===== Document segment =====

[Top][All Lists]
[Date Prev][Date Next][Thread Prev][Thread Next][Date Index][Thread Index]
Re: Unicode and Guile
From: |
Stephen Compall |
Subject: |
Re: Unicode and Guile |
Date: |
25 Oct 2003 18:08:45 +0100 |
User-agent: |
Gnus/5.09 (Gnus v5.9.0) Emacs/21.2 |
Andy Wingo <address@hidden> writes:
> If there is no plan, may I suggest that we move our internal
> representation of strings to UTF-8. There's an interesting
> introductory article written on www.joelonsoftware.com, although I
> don't have the link ATM. This has the advantage that ASCII
> characters up to 127 are represented the same.
I think this may be a disadvantage. As you say, UTF-8 strings are
still not ASCII-compatible, but that casting their data blocks to
char* still works for ASCII strings, people might be tempted to simply
do that, because other languages "don't matter enough to bother with
it".
> Of course, above that characters might take up to eight bytes, which
> means that all code that processes user-input strings has to be
> changed. Painful, eh? But if we hope to write apps that deal with
> all languages of the world, that's the only way.
>
> So, reactions on that would be appreciated.

===== Raw records =====

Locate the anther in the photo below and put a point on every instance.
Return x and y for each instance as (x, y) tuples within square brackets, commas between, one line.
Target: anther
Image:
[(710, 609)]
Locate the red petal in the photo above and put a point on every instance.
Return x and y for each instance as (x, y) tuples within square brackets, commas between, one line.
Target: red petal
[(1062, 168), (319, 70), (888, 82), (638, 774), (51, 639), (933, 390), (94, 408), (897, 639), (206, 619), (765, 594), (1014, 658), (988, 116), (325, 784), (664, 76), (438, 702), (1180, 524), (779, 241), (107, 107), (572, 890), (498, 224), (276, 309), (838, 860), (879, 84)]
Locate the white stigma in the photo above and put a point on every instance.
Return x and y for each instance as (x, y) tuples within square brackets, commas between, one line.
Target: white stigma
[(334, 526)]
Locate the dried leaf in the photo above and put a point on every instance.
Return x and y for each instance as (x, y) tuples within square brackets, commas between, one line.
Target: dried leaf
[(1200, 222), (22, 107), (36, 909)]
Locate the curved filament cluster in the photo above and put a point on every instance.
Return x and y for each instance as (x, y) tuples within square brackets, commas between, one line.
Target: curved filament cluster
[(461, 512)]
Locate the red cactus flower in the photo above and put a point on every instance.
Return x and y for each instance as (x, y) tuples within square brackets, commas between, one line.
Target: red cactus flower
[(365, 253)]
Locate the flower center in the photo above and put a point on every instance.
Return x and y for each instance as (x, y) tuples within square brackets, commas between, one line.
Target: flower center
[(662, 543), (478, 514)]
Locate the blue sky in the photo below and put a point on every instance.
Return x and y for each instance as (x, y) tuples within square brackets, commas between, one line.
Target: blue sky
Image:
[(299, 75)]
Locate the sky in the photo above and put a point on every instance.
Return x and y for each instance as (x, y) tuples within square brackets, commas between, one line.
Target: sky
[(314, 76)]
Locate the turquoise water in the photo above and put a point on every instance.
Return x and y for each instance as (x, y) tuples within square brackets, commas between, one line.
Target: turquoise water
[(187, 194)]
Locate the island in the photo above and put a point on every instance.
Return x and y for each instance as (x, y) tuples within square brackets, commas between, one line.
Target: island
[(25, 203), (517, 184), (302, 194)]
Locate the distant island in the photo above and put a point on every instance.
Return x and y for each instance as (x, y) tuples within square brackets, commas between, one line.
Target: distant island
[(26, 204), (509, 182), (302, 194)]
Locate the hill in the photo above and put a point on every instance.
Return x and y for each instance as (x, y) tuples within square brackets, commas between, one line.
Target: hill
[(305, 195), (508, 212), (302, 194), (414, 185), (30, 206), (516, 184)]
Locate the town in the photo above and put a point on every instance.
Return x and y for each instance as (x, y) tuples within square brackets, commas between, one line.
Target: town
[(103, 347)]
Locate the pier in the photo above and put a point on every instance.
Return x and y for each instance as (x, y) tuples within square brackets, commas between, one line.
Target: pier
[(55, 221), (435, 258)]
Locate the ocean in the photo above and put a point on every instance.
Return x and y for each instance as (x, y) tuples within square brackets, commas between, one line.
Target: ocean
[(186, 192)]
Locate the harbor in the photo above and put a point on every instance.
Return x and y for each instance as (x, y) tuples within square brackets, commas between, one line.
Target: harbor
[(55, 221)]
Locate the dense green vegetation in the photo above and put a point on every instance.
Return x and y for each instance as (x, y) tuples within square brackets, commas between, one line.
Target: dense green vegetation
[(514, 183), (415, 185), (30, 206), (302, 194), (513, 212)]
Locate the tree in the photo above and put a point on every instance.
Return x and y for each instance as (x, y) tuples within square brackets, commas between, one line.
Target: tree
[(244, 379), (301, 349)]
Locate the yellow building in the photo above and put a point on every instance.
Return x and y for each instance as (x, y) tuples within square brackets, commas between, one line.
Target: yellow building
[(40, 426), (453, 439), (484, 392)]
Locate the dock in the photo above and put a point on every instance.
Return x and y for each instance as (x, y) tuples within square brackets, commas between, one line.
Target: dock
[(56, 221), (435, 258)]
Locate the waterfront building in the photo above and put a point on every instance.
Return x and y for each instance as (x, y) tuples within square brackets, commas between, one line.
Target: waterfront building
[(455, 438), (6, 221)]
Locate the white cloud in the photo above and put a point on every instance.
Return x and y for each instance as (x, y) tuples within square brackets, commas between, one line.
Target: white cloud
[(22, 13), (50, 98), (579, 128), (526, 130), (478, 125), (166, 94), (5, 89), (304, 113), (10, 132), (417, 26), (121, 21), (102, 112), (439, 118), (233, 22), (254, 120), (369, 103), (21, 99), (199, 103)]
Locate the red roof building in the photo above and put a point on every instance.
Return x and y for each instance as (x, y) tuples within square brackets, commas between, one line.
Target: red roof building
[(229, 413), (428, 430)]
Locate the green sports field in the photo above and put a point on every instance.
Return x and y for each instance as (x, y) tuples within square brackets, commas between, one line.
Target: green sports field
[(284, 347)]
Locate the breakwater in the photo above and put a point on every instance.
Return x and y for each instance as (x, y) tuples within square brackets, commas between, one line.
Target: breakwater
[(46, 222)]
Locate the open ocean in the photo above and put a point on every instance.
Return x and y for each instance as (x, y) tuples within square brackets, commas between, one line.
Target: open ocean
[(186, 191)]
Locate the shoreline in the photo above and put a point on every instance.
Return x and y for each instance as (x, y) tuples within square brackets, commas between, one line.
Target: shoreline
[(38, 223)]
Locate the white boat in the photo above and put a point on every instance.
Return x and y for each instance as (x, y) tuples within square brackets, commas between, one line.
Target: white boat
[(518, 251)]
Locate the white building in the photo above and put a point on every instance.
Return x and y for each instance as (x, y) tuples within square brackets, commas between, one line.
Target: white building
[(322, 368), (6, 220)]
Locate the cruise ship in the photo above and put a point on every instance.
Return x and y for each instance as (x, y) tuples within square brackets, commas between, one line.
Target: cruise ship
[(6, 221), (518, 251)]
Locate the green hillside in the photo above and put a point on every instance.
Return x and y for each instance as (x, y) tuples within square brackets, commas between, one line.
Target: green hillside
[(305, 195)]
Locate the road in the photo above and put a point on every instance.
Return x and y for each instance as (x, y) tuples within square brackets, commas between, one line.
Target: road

=====

Please state the advantage of UTF-8 that the quoted message in the Unicode and Guile post gives. This data was drawn from a separate source, unrelated to the Unicode and Guile post.

[The solution]
ASCII characters up to 127 are represented the same way.